Обязательные задания
a) Назовите, сколько строк в записях содержат слово «cricket», с учетом регистра. В ответе укажите только число.
b) Допишите продолжение фрагмента о повести «Чины и деньги», начав сразу после его последнего предложения.

Фрагмент документа
14. Связь эротического сюжета с темой фатума в позднеромантическом контексте
В качестве более или менее подробной иллюстрации я приведу два сочинения, вышедшие почти одновременно, уже на закате романтической эпохи.
Гвардейский офицер Вадим Свирский, герой повести Ростопчиной «Чины и деньги» (1838), в письме напоминает своей доброй и набожной сестре Кате: «Ты знаешь, каким светлым мечтаниям я предавался, рисуя мысленно черты и прелесть женщины моих безотчетных грез; ты знаешь, какими восторгами пылала душа моя заранее для чистого идеала отроческих дней». Но «существенность» жестоко разбила эти надежды: «воображаемая была слишком неземная», чтобы найти ее на земле, – и тогда Вадим начал дробить свое сердце «на мелкие искры неполных чувств». Он пустился в холодный разврат, руководствуясь только безучастным рассудком. В душе «было пусто, как в глуши степной», – но сердце все еще ждало своего часа, а его восторги и мечты «жили в другой сфере». По-прежнему, добавляет герой, «вымаливал я у непреклонной судьбы [как видим, заменяющей здесь Провидение] исполнения моих ранних дум, олицетворения моих юных снов! Но нигде, нигде не находил я суженой для моей взыскательной мечты!»
По делам Вадим отправляется в Москву, и эта поездка отвечает его давнишнему «священному побуждению» – увидеть «сердце России», величайший памятник отечественного прошлого. Словом, герой устремляется в сакрально-историческое пространство как некий аналог актуализированного прабытия. В то же время такие завораживающие места, именно в силу их сакральной маркированности, соотносятся со смертью: подобно кладбищу, они являют собой врата иного мира и столь же амбивалентны. Впрочем, Вадима прельщают заодно и вполне профанные слухи о радушии «миловидных москвитянок». Дальнейшее действие дает комбинацию всех этих элементов.
В древнюю столицу герой прибыл настоящим «фанатиком средних веков», пылким и мечтательным «пилигримом» (первая стадия эйфории, пока мотивированной патриотическим импульсом). Вскоре, однако, Кремль и прочие национальные святыни ему приелись, и энтузиазм уступил место депрессии, обусловленной, как у Розена, одиночеством приезжего. Нагнетается ощущение пустоты: «Когда я насмотрелся, находился, утолил свою душу, мне стало пусто и дико в тех местах, где я был одинок, как будто с неба упавший <…> Немая беседа с немыми камнями мне надоела».
Все происходит в конце сентября, пока москвичи еще «рассеяны по дачам» и город почти пуст. В его показ внедряется символика могилы, навеянная этой пустотой – и внешней, и внутренней. Родная священная Москва внезапно оборачивается древнеегипетским некрополем. Герой «вздумал обегать гульбища: все они были пусты. Сады и бульвары безмолвствовали, как будто приговоренные к торжественной тишине египетских развалин, а если кое-где и показывались на них два, три лица, то и они скорее напоминали египетских мумий». Вадим отправился было в местный театр – но там он «нашел мрак, темнее осеннего, пару кресел, занятых почтенными фигурами с того света».

Исходные данные
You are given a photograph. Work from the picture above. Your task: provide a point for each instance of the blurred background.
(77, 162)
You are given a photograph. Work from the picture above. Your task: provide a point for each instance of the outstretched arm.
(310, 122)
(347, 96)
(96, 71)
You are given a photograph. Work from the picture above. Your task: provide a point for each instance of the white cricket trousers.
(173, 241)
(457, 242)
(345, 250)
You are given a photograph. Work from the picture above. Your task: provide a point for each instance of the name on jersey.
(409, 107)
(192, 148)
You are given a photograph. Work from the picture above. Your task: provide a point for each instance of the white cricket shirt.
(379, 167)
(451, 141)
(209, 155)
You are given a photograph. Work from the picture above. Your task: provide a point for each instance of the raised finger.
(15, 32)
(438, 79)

* * *

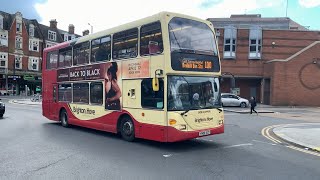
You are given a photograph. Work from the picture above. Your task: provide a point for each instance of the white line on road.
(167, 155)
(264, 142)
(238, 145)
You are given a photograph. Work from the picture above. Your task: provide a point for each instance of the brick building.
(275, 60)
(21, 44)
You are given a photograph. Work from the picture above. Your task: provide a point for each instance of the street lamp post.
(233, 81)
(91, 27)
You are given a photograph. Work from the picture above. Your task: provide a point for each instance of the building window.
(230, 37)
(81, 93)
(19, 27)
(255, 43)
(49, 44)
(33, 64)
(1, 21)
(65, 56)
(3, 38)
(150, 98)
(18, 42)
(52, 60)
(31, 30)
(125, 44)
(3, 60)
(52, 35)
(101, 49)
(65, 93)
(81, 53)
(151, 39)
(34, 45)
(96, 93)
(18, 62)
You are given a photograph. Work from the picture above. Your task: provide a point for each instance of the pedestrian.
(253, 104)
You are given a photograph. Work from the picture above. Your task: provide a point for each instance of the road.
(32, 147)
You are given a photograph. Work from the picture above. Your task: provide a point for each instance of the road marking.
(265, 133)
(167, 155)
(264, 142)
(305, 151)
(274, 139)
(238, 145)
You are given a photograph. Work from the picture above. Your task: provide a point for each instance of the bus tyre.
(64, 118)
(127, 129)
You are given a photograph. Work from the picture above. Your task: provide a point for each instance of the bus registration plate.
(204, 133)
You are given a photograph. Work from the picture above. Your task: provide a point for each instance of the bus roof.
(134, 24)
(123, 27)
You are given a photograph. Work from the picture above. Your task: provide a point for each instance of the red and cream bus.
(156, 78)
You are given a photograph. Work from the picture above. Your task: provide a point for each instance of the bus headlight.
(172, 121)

==

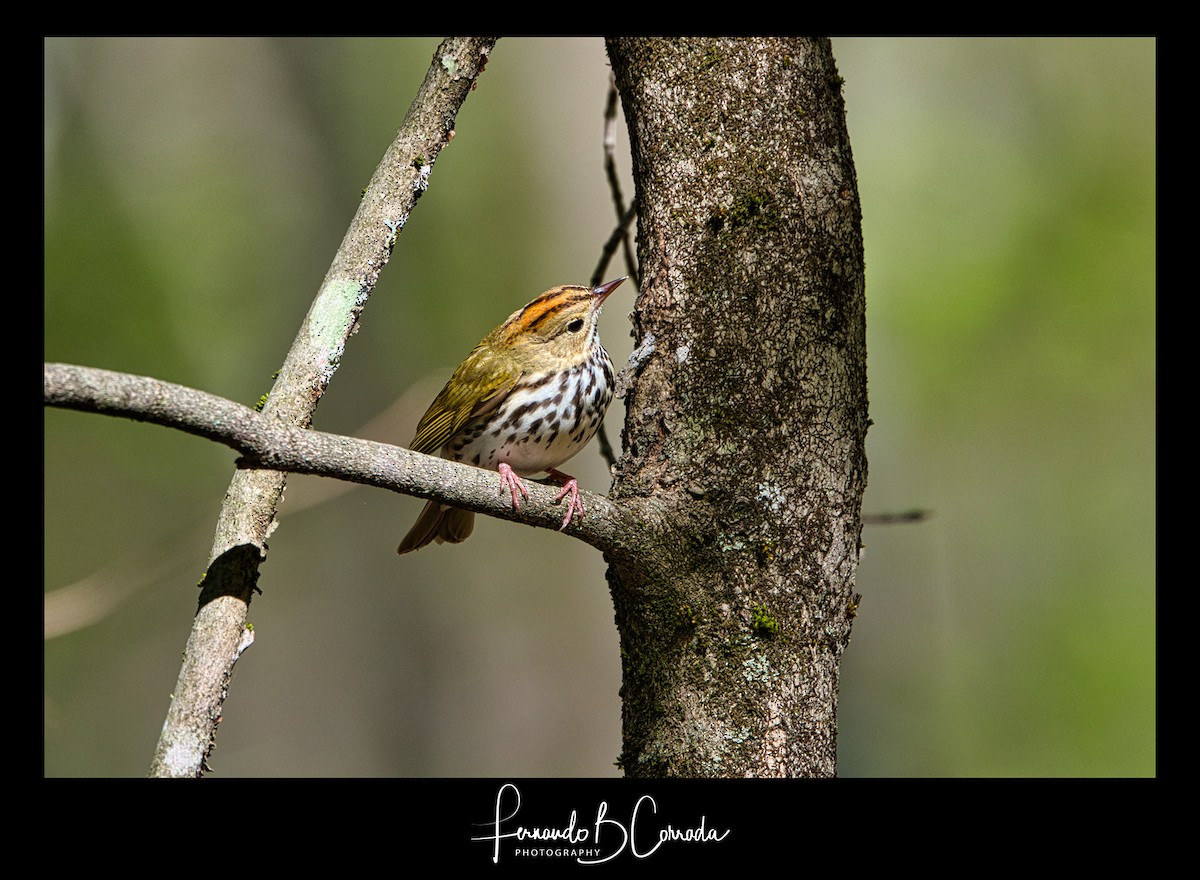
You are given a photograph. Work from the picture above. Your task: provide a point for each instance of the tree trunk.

Ответы
a) 2

b)
Перед нами, по существу, обмирание героя или фаза его временной смерти, спроецированная вовне и, одновременно, усугубленная мертвенностью самого этого внешнего пространства. Но, как мы знаем, к тоскливому настроению такого рода у романтиков начинает примешиваться светлое предощущение, идущее ему на смену. «Ты не можешь себе вообразить, – рассказывает Вадим сестре, – что такое значит сиротство в пустыне большого города: это чувство самое тягостное, самое грустное <…> а между тем мне было жаль покинуть Москву! Я мечтал найти в ней что-то особенное, и не исполнившиеся мечты упали на душу как обман. Мне не хотелось уезжать в таком расположении. Я был в каком-то ожидании».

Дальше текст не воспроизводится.